◆ **REQUIRED WORK**
1 - Copy the EMS overtime pay article from "For the past two months, field" to "relatively low wages.", switching "colleagues" to "coworkers".
2 - Continue the EMS overtime pay article from where it stops.

◆ **EXCERPT**
----------

The Austin Chronicle

https://www.austinchronicle.com/news/2022-03-25/up-the-pay-medics-might-stay/

Up the Pay, Medics Might Stay

Volunteers for overtime nearly doubled after EMS made OT pay double regular hourly wage

By Austin Sanders, March 25, 2022, News

For the past two months, field medics and communications staff at Austin-Travis County Emergency Medical Services have earned double pay for all overtime shifts they volunteer to work. It's a financial incentive that medics demanded for the past two years as they watched colleagues burn out from a combination of strenuous COVID-19 working conditions and relatively low wages.

The burnout created the same vicious cycle seen across many job fields: As the ATCEMS workforce dwindled, the need for medics to work mandatory overtime shifts grew. The increase in mandatory OT – which, until Dec. 20, 2021, was not guaranteed to pay even 1½ times a medic's wage – accelerated burnout, which further diminished the department's ranks. Front-line medics had a simple solution: Offer double pay for volunteer OT shifts. Medics argued doing so would boost morale and result in fewer holes in the department's scheduling policy, which aims to staff every ambulance with two medics, because people would line up at the chance for double pay. Moreover, all of this could be accomplished before the new contract between the Austin EMS Association and the city of Austin was finalized. (The contract is still being negotiated; AEMSA is awaiting a counteroffer from the city on their pay and benefits proposal.)

Sources told the Chronicle that morale improved immediately following then­-interim Chief Jasper Brown's decision to finally offer double pay on Jan. 16 (the incentive expires April 15, but the department is even more short-staffed than when it was implemented, so it could be extended). Data we obtained through an open records request backs up what we heard anecdotally: The number of medics volunteering to fill overtime shifts increased by 68% in the 30 days after double pay compared to the 30 days before, while the number of medics called in on mandatory overtime decreased by 69%. During each of the five weeks before double pay was offered, the ratio of volunteers to non-volunteers called in for overtime was about 1-to-1. In the four weeks following the pay increase, that ratio changed dramatically, with about five times as many volunteers as non-volunteers.

----------

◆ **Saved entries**
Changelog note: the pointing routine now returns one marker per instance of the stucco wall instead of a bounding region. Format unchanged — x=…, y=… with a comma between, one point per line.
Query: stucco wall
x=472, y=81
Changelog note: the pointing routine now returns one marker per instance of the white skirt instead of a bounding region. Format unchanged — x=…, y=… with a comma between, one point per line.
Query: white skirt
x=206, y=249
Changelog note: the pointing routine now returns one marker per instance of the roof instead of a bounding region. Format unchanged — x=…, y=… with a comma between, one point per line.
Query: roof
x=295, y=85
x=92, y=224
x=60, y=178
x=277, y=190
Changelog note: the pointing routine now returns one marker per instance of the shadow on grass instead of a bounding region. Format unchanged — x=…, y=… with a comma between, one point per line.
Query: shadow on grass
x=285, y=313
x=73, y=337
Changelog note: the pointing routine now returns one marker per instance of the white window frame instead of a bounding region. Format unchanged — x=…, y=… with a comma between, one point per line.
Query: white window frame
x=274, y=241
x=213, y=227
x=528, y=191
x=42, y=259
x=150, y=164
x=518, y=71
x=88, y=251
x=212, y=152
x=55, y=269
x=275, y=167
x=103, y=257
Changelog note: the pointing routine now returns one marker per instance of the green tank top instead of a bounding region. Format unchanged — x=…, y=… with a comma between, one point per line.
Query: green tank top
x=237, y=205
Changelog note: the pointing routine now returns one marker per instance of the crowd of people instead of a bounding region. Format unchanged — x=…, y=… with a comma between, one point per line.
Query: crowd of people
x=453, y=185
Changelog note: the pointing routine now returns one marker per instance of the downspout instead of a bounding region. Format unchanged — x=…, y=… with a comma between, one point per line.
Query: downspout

----------

◆ **ANSWER SECTION**
1 -
For the past two months, field medics and communications staff at Austin-Travis County Emergency Medical Services have earned double pay for all overtime shifts they volunteer to work. It's a financial incentive that medics demanded for the past two years as they watched coworkers burn out from a combination of strenuous COVID-19 working conditions and relatively low wages.

2 -
The data also showed that, following implementation of double pay, the department maintained a daily average of about 30 field medics who signed up for the volunteer overtime shift, which supervisors draw from before calling people assigned to the mandatory overtime list. The ATCEMS Public Information Office said the number of medics signing up for the volunteer list before Jan. 16 was unavailable, due to a ransomware hack on Kronos, the time management system the department uses, which disrupted payroll management for more than 2,000 organizations. However, there's a stark difference in the number of people on the mandatory overtime list (a daily average of 16 medics before double pay compared to three after double pay), presumably because more medics were volunteering to fill shifts rather than waiting for their name to be selected from the mandatory list.

How the double pay affected separations from ATCEMS is less clear. According to AEMSA President Selena Xie, 14 employees separated from ATCEMS during the time period, with eight separations occurring before double pay and six occurring after. Only two of the employees hit full retirement eligibility; four others separated before working at ATCEMS for one year – a reflection of how hard it is for the department to retain employees under the current working conditions and pay offered to new hires. Xie said finalizing a new contract, with a higher base wage, will help this situation. "Every day we don't have a signed contract is another day we can't get to work on these critical issues facing our department," the union president told us.

"Having double pay has increased the willingness for our medics to work overtime," Xie said. "Obviously it shows that money is a huge motivator in reducing the holes we have in staffing, and if we increase our base wage, it will reduce the holes in our staff even further. As soon as we come up with an improved pay scale, it will encourage people to work for us."